Given exercise
Copy exactly, and only, the lines from the one with "In the photograph above, where can the stone column" to the end of the listing; omit pictures.

>> start Records supplied

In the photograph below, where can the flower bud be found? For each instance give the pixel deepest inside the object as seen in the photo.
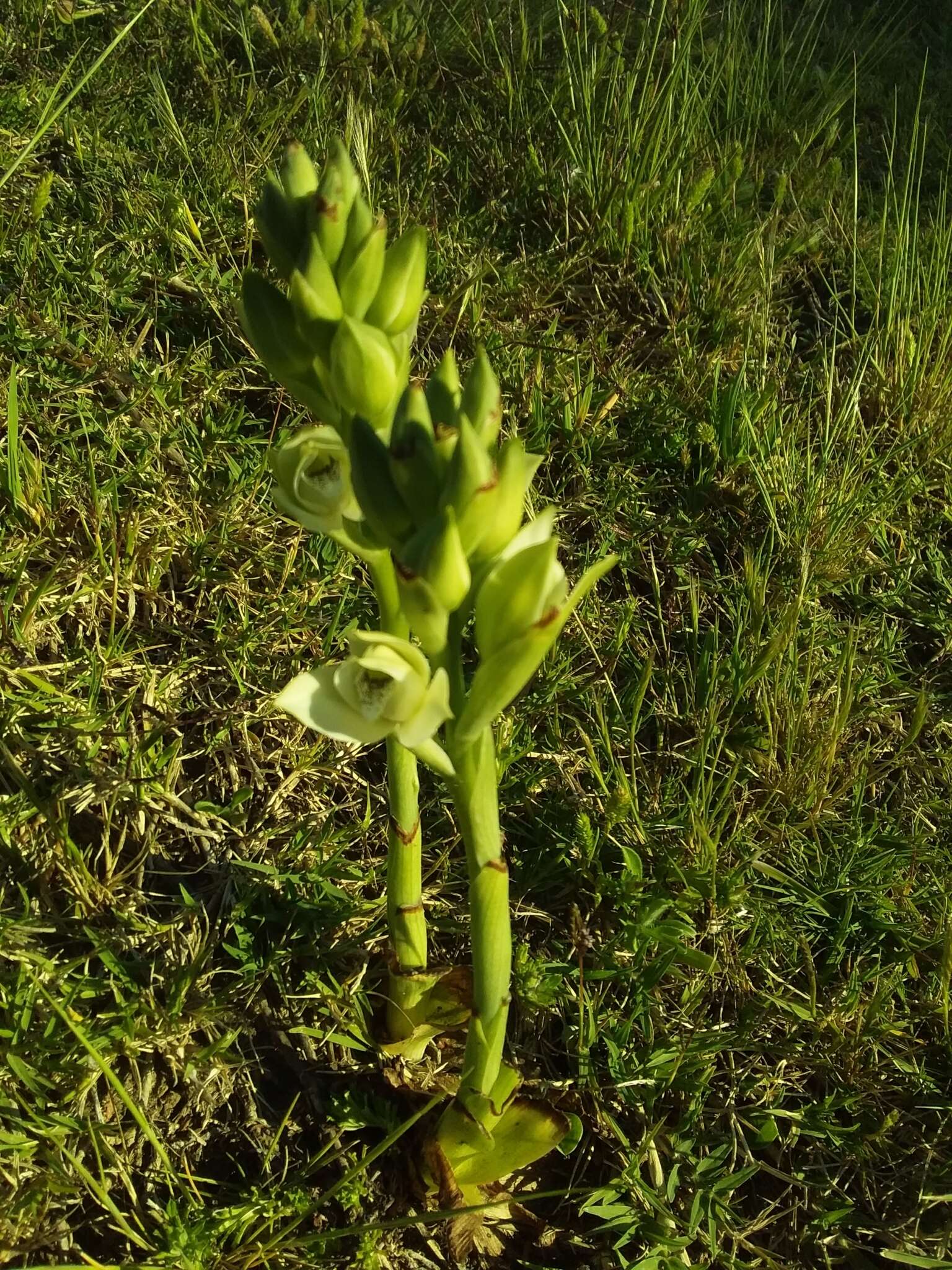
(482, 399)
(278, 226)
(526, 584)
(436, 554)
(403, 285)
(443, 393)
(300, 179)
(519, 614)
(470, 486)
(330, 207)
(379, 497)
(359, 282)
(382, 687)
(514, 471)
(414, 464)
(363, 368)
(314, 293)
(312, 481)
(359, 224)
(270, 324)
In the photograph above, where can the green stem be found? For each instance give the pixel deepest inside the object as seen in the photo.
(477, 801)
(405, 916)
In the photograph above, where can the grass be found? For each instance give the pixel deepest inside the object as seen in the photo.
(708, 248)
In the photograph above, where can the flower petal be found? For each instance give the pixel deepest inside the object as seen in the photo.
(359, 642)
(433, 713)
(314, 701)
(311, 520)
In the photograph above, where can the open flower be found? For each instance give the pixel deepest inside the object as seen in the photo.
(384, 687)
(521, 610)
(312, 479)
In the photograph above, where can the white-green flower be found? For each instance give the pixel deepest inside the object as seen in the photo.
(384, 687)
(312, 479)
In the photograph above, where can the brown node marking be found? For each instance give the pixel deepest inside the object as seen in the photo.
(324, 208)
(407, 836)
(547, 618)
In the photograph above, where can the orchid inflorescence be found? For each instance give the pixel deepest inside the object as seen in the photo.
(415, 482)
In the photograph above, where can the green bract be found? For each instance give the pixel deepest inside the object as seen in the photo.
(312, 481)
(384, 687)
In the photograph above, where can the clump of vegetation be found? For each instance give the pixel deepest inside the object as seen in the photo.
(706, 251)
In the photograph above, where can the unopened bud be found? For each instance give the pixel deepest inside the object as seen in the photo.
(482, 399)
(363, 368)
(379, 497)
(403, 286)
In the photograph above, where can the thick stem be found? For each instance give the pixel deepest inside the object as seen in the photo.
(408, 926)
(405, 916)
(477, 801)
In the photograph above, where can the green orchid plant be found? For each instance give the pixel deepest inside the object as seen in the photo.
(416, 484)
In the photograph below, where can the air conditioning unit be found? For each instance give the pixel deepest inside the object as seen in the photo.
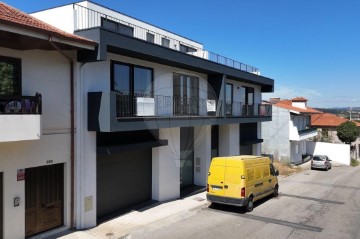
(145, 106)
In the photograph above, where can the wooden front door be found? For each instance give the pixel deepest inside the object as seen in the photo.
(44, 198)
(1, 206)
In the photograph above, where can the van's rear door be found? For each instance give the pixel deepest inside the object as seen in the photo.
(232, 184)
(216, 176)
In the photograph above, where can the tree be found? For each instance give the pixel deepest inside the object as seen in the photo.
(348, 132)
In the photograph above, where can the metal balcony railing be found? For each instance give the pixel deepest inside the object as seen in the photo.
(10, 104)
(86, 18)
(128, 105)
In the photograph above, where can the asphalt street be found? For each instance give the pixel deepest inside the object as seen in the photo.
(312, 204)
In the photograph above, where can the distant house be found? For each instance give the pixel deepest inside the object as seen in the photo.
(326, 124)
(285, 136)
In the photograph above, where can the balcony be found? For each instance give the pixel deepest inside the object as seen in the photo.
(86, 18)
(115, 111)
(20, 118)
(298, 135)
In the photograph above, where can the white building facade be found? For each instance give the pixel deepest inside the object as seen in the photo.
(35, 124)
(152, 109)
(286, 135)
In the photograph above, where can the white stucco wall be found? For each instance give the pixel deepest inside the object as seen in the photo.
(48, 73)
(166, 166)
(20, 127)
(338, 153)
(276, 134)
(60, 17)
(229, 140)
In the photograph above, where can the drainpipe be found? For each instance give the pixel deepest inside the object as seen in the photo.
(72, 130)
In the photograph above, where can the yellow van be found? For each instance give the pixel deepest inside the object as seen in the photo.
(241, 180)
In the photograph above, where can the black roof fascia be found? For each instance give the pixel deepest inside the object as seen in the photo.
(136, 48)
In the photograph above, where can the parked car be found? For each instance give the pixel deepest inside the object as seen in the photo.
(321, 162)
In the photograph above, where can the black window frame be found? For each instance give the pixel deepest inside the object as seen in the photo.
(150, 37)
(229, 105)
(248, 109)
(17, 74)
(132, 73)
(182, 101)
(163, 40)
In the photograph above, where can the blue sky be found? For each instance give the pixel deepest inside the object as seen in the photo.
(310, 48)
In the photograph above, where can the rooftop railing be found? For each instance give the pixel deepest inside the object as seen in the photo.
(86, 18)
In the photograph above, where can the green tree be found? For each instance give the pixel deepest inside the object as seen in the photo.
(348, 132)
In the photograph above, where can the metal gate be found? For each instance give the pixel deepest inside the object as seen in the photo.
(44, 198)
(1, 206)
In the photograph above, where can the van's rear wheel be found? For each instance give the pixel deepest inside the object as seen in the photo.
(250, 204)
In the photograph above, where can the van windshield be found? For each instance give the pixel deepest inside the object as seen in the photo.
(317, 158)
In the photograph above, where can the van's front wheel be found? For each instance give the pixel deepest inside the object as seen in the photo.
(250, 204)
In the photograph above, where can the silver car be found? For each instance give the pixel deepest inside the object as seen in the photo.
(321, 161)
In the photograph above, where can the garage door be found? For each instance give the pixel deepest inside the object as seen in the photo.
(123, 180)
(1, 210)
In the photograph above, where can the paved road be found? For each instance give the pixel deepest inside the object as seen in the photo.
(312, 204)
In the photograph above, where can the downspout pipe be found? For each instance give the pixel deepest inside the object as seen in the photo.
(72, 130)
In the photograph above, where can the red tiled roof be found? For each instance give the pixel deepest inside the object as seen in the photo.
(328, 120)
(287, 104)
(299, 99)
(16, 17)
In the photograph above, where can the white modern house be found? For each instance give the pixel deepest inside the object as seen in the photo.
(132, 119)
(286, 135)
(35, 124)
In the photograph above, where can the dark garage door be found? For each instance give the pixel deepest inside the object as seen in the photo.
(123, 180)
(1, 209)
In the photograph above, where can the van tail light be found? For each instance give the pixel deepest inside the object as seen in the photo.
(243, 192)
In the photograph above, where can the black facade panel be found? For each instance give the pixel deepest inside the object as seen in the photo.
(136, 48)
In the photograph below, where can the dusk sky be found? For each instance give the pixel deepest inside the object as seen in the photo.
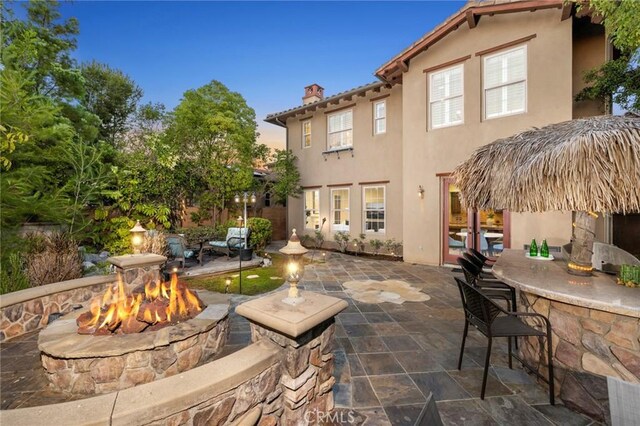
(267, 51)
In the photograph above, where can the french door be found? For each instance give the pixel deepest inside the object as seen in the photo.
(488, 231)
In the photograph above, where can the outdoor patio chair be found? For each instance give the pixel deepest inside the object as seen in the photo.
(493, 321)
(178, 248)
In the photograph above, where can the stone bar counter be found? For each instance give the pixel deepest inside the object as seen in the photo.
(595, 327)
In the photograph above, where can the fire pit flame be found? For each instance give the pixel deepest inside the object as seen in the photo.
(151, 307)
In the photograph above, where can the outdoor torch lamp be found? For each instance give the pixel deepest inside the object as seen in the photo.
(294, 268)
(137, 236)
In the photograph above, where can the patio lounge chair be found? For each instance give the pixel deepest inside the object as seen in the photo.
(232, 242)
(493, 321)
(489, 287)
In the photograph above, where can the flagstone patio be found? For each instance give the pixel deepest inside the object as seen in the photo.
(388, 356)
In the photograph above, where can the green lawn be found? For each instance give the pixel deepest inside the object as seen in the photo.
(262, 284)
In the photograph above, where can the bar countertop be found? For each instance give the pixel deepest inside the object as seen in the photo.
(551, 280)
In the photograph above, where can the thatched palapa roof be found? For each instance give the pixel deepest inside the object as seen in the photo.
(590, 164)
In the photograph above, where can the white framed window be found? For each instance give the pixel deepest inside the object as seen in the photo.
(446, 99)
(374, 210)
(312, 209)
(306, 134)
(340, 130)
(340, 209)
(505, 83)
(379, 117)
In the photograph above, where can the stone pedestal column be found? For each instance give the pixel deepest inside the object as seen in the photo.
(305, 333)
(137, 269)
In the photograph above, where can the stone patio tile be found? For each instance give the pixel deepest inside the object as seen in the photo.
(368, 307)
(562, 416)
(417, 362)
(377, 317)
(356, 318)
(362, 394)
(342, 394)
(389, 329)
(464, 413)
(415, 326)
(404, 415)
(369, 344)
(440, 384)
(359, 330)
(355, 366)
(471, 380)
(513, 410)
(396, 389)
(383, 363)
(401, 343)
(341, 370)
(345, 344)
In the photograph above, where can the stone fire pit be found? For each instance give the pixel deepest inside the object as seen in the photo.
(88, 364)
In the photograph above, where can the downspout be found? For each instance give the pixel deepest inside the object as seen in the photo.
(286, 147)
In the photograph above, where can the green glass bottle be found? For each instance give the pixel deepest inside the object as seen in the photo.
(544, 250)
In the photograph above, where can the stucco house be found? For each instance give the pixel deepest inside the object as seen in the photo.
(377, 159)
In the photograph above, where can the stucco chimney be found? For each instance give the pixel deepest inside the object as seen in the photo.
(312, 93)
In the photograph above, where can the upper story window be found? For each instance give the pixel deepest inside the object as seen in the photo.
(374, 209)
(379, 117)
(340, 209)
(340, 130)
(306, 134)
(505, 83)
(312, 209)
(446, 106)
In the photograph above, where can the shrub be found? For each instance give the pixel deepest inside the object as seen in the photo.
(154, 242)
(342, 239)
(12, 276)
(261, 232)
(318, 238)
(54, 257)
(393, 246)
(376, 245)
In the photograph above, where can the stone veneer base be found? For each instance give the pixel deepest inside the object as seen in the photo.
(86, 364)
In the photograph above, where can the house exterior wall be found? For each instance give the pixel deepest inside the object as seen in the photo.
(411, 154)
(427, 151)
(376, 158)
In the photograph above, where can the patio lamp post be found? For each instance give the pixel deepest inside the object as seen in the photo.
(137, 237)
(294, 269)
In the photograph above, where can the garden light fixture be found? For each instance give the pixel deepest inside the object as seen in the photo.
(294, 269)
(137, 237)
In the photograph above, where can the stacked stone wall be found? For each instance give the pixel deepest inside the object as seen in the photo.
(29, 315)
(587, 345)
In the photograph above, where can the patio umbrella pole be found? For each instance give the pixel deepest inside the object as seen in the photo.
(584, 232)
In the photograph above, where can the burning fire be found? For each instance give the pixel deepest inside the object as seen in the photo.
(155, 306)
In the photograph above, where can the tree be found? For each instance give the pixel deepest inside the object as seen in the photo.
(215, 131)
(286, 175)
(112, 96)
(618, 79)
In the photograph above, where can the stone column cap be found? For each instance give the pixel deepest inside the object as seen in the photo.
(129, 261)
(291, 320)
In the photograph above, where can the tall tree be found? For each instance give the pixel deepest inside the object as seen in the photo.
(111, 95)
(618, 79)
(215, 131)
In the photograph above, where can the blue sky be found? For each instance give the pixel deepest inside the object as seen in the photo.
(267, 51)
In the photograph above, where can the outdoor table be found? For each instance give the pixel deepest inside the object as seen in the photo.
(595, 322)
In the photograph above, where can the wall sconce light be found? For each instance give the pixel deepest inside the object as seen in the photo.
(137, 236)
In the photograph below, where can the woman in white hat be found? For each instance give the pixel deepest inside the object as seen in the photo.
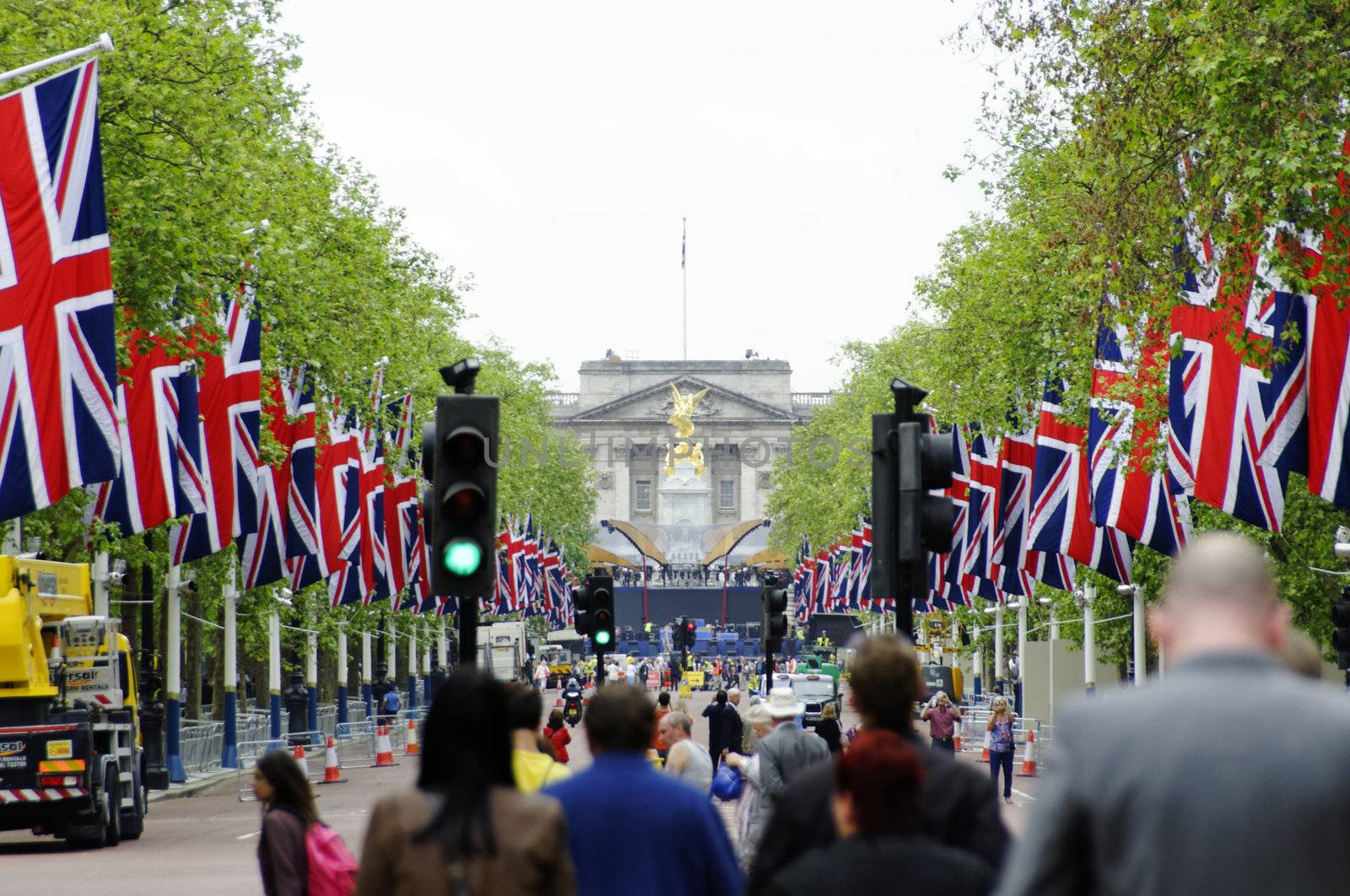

>> end Records supplied

Full solution
In the photograph above, where can the stone column cap be found? For each instance give the pixel deepest inside the object as seen in the photo.
(129, 261)
(291, 320)
In the photograph above, where can the tall tree be found? For each instance give the pixel deepest inside the object as seen in the photo.
(111, 95)
(618, 79)
(215, 131)
In the photograph above, where can the blue sky be found? For each instance give the pixel deepest inside the object as seen in the photo.
(267, 51)
In the photograph above, where can the outdoor table be found? For each instance give the pixel deepest inside the object as seen in the photo.
(595, 322)
In the photograph above, where can the wall sconce light be found? For each instance give the pixel deepest inside the object as seen in the photo.
(137, 236)
In the photograph below, where can the woman in white hat be found? For each instance give the pixel deepest inside the object as seen in the photo.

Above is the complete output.